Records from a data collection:
* * * * * * *
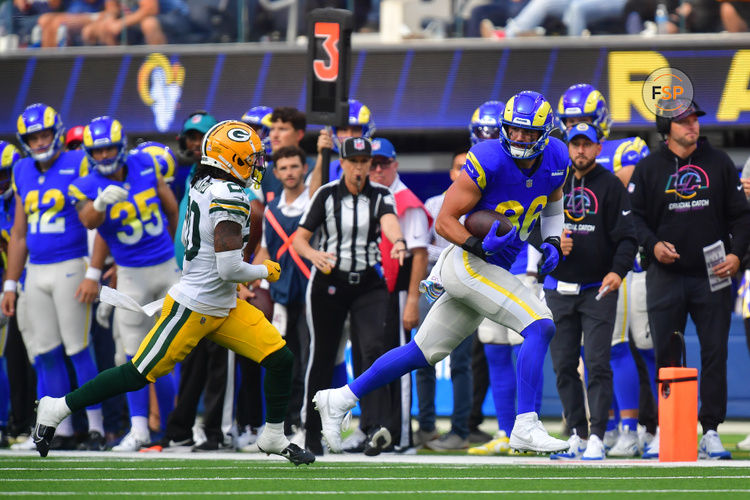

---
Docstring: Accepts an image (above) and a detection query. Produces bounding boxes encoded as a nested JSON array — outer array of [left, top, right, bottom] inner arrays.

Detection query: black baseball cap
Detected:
[[340, 137, 372, 159]]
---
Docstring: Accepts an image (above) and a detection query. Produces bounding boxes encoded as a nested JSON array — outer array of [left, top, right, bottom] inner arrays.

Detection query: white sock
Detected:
[[56, 416, 74, 437], [264, 422, 285, 436], [130, 416, 149, 438], [342, 385, 358, 404], [86, 408, 104, 434]]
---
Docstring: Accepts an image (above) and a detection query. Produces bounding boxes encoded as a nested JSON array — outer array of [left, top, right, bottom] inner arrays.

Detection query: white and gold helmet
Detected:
[[201, 120, 266, 187]]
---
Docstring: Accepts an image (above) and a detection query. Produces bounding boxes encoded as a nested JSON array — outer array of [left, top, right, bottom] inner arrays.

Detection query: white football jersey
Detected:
[[169, 176, 251, 316]]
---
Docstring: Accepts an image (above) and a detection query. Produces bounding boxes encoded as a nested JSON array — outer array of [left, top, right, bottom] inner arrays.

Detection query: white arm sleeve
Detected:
[[540, 197, 563, 241], [215, 249, 269, 283]]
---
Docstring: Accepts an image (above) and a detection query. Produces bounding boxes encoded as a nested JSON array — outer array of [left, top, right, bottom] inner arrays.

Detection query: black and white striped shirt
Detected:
[[299, 177, 396, 273]]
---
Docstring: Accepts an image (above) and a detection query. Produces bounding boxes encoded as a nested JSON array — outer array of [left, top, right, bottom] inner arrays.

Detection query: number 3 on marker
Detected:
[[313, 22, 339, 82]]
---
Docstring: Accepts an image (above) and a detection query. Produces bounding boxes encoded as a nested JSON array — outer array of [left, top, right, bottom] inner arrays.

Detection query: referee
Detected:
[[293, 137, 407, 456]]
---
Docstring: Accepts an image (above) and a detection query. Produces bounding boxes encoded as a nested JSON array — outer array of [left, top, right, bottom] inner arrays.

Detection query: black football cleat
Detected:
[[32, 423, 56, 458], [278, 443, 316, 466], [258, 441, 316, 466]]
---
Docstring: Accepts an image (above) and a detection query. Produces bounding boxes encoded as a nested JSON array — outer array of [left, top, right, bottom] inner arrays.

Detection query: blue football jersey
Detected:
[[464, 137, 569, 268], [597, 136, 649, 174], [12, 150, 89, 264], [69, 151, 174, 268]]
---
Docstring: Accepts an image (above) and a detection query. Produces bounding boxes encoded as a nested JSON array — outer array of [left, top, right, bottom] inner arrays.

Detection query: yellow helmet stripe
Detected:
[[110, 119, 122, 143], [584, 91, 603, 114], [1, 144, 18, 168], [43, 107, 56, 129], [16, 115, 26, 135], [83, 125, 94, 148], [531, 101, 552, 127]]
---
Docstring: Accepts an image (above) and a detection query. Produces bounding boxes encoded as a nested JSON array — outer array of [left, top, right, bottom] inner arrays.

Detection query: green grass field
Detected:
[[2, 454, 750, 499]]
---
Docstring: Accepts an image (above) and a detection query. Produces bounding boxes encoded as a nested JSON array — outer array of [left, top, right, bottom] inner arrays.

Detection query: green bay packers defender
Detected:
[[33, 121, 315, 465]]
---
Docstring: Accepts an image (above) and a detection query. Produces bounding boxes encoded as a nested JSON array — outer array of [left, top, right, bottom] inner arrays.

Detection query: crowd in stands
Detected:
[[0, 0, 748, 49]]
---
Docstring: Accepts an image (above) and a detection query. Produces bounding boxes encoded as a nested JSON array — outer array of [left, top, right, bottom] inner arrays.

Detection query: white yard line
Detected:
[[3, 450, 750, 467], [3, 476, 750, 481], [2, 490, 750, 496]]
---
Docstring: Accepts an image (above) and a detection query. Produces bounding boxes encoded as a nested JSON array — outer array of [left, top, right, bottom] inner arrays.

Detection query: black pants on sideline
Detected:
[[468, 332, 489, 432], [646, 264, 732, 432], [283, 301, 310, 433], [236, 356, 263, 430], [166, 338, 233, 444], [629, 336, 658, 434], [379, 289, 412, 449], [304, 269, 389, 452], [5, 314, 36, 436], [548, 287, 616, 439]]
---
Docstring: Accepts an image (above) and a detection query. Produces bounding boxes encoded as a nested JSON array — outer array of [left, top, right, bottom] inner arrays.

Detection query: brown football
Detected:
[[464, 209, 514, 238], [247, 287, 274, 322]]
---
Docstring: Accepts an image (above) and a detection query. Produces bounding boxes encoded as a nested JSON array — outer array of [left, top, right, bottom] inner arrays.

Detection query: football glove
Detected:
[[539, 237, 562, 275], [95, 302, 113, 329], [93, 185, 129, 212], [482, 224, 517, 255], [263, 260, 281, 283]]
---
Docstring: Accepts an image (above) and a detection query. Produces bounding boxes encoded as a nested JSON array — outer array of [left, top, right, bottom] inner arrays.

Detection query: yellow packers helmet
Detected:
[[201, 120, 266, 187]]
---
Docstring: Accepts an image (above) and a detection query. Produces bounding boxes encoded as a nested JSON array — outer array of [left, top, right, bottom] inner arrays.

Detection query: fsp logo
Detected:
[[641, 67, 694, 118]]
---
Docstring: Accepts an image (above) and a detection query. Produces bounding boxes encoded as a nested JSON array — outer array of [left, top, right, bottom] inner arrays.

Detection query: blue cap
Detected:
[[371, 138, 396, 159], [566, 122, 600, 144]]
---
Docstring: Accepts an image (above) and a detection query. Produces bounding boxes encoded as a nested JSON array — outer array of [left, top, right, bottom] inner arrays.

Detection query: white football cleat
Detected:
[[550, 431, 587, 460], [509, 412, 569, 453], [111, 430, 150, 452], [698, 430, 732, 460], [313, 388, 355, 453], [602, 428, 619, 452], [737, 434, 750, 451], [642, 429, 659, 459], [581, 434, 606, 460], [608, 425, 639, 457]]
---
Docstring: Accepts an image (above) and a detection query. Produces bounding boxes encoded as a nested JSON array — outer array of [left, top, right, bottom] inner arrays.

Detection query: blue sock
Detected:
[[621, 417, 638, 431], [125, 356, 149, 418], [154, 373, 176, 431], [70, 347, 101, 410], [0, 357, 9, 426], [516, 319, 554, 414], [349, 340, 429, 399], [485, 344, 515, 436], [331, 362, 347, 388], [638, 347, 657, 401], [611, 342, 639, 414], [37, 345, 71, 398], [34, 355, 46, 399], [513, 344, 543, 413]]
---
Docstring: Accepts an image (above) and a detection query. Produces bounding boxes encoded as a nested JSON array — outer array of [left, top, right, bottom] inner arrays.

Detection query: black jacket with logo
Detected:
[[629, 138, 750, 276], [552, 164, 638, 284]]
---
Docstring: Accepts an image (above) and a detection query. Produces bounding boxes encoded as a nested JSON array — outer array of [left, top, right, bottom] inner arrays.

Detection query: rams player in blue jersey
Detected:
[[132, 141, 179, 191], [314, 91, 571, 454], [0, 141, 21, 448], [557, 84, 652, 457], [1, 103, 105, 451], [68, 116, 180, 451]]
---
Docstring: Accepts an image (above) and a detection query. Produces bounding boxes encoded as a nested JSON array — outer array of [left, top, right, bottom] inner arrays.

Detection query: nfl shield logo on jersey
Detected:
[[328, 286, 336, 295]]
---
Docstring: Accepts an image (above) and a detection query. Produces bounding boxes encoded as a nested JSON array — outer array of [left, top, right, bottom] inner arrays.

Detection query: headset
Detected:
[[655, 99, 704, 138]]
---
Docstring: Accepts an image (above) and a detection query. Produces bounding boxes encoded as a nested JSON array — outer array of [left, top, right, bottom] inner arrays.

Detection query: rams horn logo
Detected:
[[228, 128, 251, 142]]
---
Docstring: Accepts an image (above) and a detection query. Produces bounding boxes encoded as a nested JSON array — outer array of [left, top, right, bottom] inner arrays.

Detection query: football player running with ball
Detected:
[[33, 121, 315, 465], [314, 91, 570, 454]]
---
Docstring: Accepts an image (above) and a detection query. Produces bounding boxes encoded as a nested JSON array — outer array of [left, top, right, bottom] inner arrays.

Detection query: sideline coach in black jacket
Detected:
[[629, 99, 750, 459], [545, 122, 638, 459]]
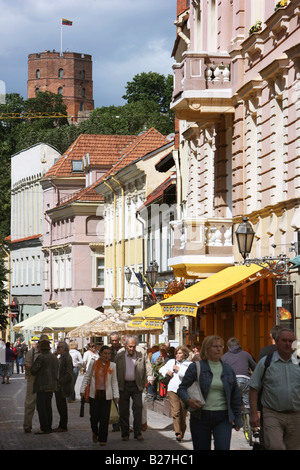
* * * * * * *
→ **PROBLEM**
Gather up the lines containing the word "sideline" from these records and copy them.

→ **OUTPUT FOR THIS TASK**
Detection query: black pants on sideline
Detection query: sideline coach in black jacket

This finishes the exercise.